INSTRUCTIONS FOR THE TASK: Reproduce the data in full, substituting "timber roof beam" for every occurrence of "wooden ceiling beam" and changing nothing else.

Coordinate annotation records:
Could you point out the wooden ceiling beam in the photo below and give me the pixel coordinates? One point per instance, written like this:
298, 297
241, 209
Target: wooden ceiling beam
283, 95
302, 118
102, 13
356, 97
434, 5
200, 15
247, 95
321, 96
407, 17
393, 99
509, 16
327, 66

REPLY TO THE EXERCISE:
Could you point out the timber roof beam in the photo below and give me the pixel coordinates? One point per instance, written like this:
298, 297
241, 209
Target: timber roof beam
283, 95
302, 118
102, 13
356, 97
434, 5
200, 15
247, 95
321, 96
407, 17
393, 99
509, 16
327, 66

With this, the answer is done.